↓
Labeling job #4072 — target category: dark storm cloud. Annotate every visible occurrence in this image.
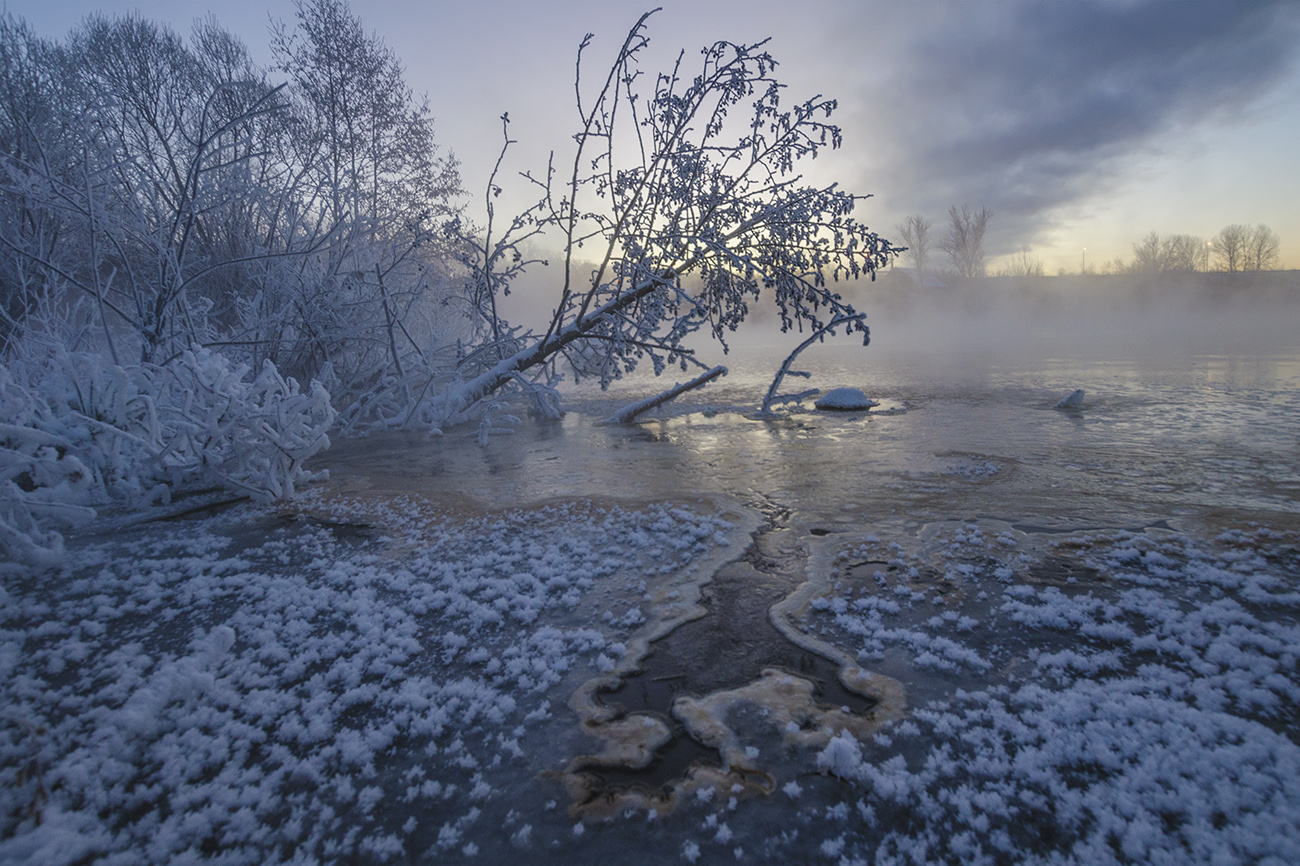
[846,0,1300,252]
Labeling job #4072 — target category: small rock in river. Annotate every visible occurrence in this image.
[1056,387,1083,408]
[814,387,880,412]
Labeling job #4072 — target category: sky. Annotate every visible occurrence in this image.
[5,0,1300,273]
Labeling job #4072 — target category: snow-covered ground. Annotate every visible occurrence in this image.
[0,491,1300,865]
[811,524,1300,865]
[0,502,729,866]
[0,340,1300,866]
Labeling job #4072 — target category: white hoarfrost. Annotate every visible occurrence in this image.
[814,527,1300,865]
[0,350,334,566]
[0,491,728,866]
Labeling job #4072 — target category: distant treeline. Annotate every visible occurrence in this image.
[0,0,460,397]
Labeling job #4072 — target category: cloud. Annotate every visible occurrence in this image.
[841,0,1300,252]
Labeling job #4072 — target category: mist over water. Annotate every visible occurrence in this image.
[326,276,1300,525]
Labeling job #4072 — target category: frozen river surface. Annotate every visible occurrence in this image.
[0,306,1300,863]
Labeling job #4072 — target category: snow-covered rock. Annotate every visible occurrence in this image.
[814,387,880,412]
[1054,387,1083,410]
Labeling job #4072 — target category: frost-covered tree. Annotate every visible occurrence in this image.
[997,250,1047,277]
[894,213,933,276]
[1213,224,1251,273]
[1127,231,1206,274]
[420,13,894,426]
[1242,222,1282,270]
[939,204,993,278]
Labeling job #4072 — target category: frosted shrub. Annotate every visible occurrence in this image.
[0,365,95,568]
[0,350,334,566]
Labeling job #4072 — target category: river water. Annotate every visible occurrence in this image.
[306,295,1300,862]
[10,293,1300,863]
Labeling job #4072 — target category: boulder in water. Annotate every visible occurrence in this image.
[814,387,880,412]
[1056,387,1083,410]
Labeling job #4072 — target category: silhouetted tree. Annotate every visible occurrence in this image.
[894,213,933,276]
[1213,224,1251,273]
[1242,222,1282,270]
[421,13,894,426]
[939,204,993,277]
[997,250,1047,277]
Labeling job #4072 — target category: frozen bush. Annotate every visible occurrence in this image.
[0,350,334,566]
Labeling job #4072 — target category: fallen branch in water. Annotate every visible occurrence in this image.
[759,313,870,415]
[598,367,727,426]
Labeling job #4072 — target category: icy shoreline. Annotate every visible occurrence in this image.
[0,481,1300,865]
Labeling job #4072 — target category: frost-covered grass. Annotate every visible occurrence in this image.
[0,348,334,573]
[0,503,725,866]
[814,525,1300,865]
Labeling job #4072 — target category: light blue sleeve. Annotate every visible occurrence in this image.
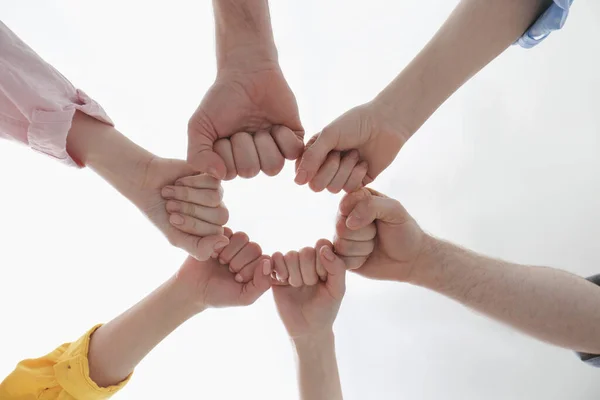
[516,0,573,49]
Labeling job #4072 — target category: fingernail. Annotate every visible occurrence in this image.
[161,187,175,198]
[169,214,183,225]
[321,246,335,261]
[346,215,360,228]
[294,169,306,185]
[263,260,271,275]
[213,242,227,251]
[167,201,181,212]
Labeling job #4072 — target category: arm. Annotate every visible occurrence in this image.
[188,0,304,180]
[295,0,552,192]
[273,240,346,400]
[213,0,277,69]
[0,231,271,400]
[375,0,552,137]
[414,237,600,354]
[334,188,600,357]
[292,331,343,400]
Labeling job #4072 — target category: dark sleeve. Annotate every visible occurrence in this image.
[577,274,600,368]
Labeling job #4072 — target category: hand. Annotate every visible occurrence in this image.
[296,102,409,192]
[176,228,271,310]
[273,240,346,338]
[334,188,426,282]
[188,60,304,180]
[127,158,229,260]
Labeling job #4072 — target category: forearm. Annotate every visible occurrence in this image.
[292,331,342,400]
[67,112,154,203]
[413,238,600,354]
[88,279,199,387]
[375,0,552,136]
[213,0,277,69]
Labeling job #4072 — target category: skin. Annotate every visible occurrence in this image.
[67,112,229,260]
[188,0,304,180]
[334,188,600,354]
[273,240,346,400]
[88,231,271,387]
[295,0,552,192]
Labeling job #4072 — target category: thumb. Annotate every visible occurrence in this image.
[240,256,273,305]
[319,246,346,298]
[346,192,412,230]
[188,148,227,180]
[177,233,229,261]
[295,130,337,185]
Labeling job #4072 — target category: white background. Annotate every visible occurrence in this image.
[0,0,600,400]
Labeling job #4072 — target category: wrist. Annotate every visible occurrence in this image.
[290,328,335,356]
[408,234,444,289]
[213,0,277,70]
[67,112,154,201]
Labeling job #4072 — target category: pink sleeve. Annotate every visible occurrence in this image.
[0,21,113,165]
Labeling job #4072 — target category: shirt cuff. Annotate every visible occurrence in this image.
[27,89,114,167]
[54,325,131,400]
[516,0,573,49]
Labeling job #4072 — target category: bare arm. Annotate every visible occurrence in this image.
[88,278,202,387]
[292,332,342,400]
[213,0,277,69]
[413,238,600,354]
[375,0,552,135]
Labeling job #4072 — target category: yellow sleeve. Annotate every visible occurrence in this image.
[0,325,131,400]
↑
> _Task goal_: Please rewrite all the items above as a two-column CSV with the header row item_text,answer. Give one row per item, putting its text and its answer each in one double-quoted field with any line breaks changed to spaces, and leave out the pictures.

> _Expected output_:
item_text,answer
"Labeling job #4072 — target category: dark storm cloud. Annotate every visible occurrence in this image.","[846,0,1300,252]"
"Labeling job #4072 — target category: small rock in river. Annotate every visible occurrence in this image.","[1056,387,1083,408] [814,387,880,412]"
"Labeling job #4072 — target category: sky. Annotate every visible occurrence in this image.","[5,0,1300,273]"
"Labeling job #4072 — target category: snow-covered ground. Annotate every visible occurrence in this image.","[0,491,1300,865] [811,524,1300,865] [0,502,729,866] [0,340,1300,866]"
"Labeling job #4072 — target category: white hoarfrost. Annotate every visible occurrence in this image.","[814,527,1300,865] [0,350,334,566] [0,491,728,866]"
"Labeling job #4072 — target category: distant treeline. Annotate every visible occurrence in this image.","[0,0,460,397]"
"Labeling job #4072 — target category: cloud. Annotate every visible occurrence in this image.","[841,0,1300,252]"
"Labeling job #4072 — target category: mist over water. Annotate every visible occurrence in this image.","[326,276,1300,525]"
"Labeling job #4072 — target category: frozen river surface. Annotate every visible occurrence in this image.","[0,306,1300,863]"
"Labeling job #4072 — target category: snow-covered rock. Annotate every visible occurrence in this image.","[814,387,880,412] [1054,387,1083,410]"
"Labeling job #4072 — target category: frost-covered tree. Annotate every visible occurrence in this image.","[997,250,1047,277] [894,213,933,276] [1213,224,1251,273] [1127,231,1206,274] [420,13,894,426] [1242,222,1282,270] [939,204,993,278]"
"Labeling job #4072 — target category: frosted shrub. Annotate every visible occurrence in this image.","[0,365,95,568] [0,350,334,566]"
"Labeling job #4072 — target category: river water. Annotate every visible occurrence in this image.","[306,295,1300,862] [10,293,1300,863]"
"Labeling job #4072 — target category: boulder in water. Annotate every visible occurrence in this image.","[814,387,880,412] [1056,387,1083,410]"
"Labeling job #4072 — target category: silhouetted tree. Annotate every visible occurrence in this image.","[894,213,933,276] [1213,224,1251,273] [1242,222,1282,270] [421,13,894,426] [939,204,993,277] [997,250,1047,277]"
"Labeling job #4072 — target category: frozen bush. Annotate every visible occurrence in this image.","[0,350,334,566]"
"Labeling job #4072 — target category: fallen branch in water. Annotate every visible occurrence in this image.","[759,313,870,415] [598,367,727,426]"
"Labeling job #4072 — target category: icy shoreline. Annotate every visible occurrence in this image.","[0,481,1300,865]"
"Labeling job #4072 — target category: frost-covered grass. Annotate every visible occurrence in this image.","[0,348,334,573] [0,503,725,866] [814,525,1300,865]"
"Labeling job #4072 — target category: light blue sleeve. Annotate every visible occurrence in this image.","[516,0,573,49]"
"Labeling job #4072 — target category: fingernail. Annotate every visible occurrence in this image.","[161,187,175,198] [169,214,183,225] [321,246,335,261] [346,215,360,228] [294,169,306,185] [263,260,271,275] [213,242,227,251] [167,201,181,212]"
"Labeling job #4072 — target category: arm. Annotate every visible occurrence in this image.","[188,0,304,180] [295,0,552,192] [273,240,346,400] [213,0,277,69] [0,231,271,400] [375,0,552,137] [414,237,600,354] [334,188,600,357] [292,331,343,400]"
"Labeling job #4072 — target category: dark sleeve. Annotate every visible occurrence in this image.","[577,274,600,368]"
"Labeling job #4072 — target category: hand. Annotate every visible occurrence in this image.","[296,102,409,192] [176,228,271,310] [273,240,346,338] [334,188,426,282] [188,60,304,180] [127,158,229,260]"
"Labeling job #4072 — target category: forearm. Annotate every visible occurrence in this image.","[292,331,342,400] [67,112,154,203] [413,238,600,354] [88,279,199,387] [375,0,552,136] [213,0,277,69]"
"Labeling job #4072 — target category: skin. Annotate every visible occurrence in this image.","[67,112,229,260] [188,0,304,180] [334,188,600,354] [273,240,346,400] [88,231,271,387] [295,0,552,192]"
"Labeling job #4072 — target category: thumb. Annotate every visible occurrence in this image.","[240,256,273,305] [319,246,346,298] [346,192,412,230] [188,148,227,180] [177,233,229,261] [295,130,337,185]"
"Labeling job #4072 — target category: white background. Annotate every visible occurrence in this image.","[0,0,600,400]"
"Labeling job #4072 — target category: wrist. Annotate every visible occurrence in this image.","[290,328,335,356] [408,234,444,289] [213,0,277,70] [67,112,154,201]"
"Labeling job #4072 — target category: pink sleeve. Annotate every visible occurrence in this image.","[0,21,113,165]"
"Labeling job #4072 — target category: shirt cuff. Annotate every visible occurrence in this image.","[27,89,114,167] [54,325,131,400] [516,0,573,49]"
"Labeling job #4072 — target category: bare arm. Annotate every visible occurrence in this image.","[88,278,202,387] [292,332,342,400] [213,0,277,69] [413,238,600,354] [375,0,552,135]"
"Labeling job #4072 — target category: yellow sleeve. Annotate every visible occurrence in this image.","[0,325,131,400]"